===== Source text
To find tile boundaries, I originally used a hue, saturation and value test to see if a pixel was a tile or not. Unfortunately, it got confused by meeples that hung over the edge of a tile; indicated with red circles below:



Rather than looking at every pixel, I used recursion to find the edges of the tile placement positions, where the function that tries to find a corner initially starts with a step size of 16 pixels, but then calls itself with half that step size when it overshoots. This way, if the edge was 63 pixels away for example, instead of checking all 63 pixels, it would only check at positions 16, 32, 48, 64, 56, 60, 62 and 63, so at just 8 positions. The tricky bit was tailoring the algorithm to ignore when meeples overhang the edge of tiles, looking ahead to see if it went back to being the background.
==========
===== Data excerpt
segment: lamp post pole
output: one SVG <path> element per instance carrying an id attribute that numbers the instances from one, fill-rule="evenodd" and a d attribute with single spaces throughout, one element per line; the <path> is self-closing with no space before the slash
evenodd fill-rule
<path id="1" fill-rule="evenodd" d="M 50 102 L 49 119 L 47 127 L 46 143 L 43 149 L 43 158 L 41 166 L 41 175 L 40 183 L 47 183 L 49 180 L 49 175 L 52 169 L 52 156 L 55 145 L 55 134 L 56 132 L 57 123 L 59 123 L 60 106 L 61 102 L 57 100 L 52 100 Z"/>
==========
_Things to do_:
1. In the tile-detection text, what step size does the corner-finding function start with?
2. Translate this sentence from the tile-detection text into Spanish: "To find tile boundaries, I originally used a hue, saturation and value test to see if a pixel was a tile or not."
The lines stand apart from the tile-detection text and are unrelated material.

_The replies_:
1. 16 pixels.

2. Para encontrar los límites de las fichas, originalmente utilicé una prueba de tono, saturación y valor para ver si un píxel era una ficha o no.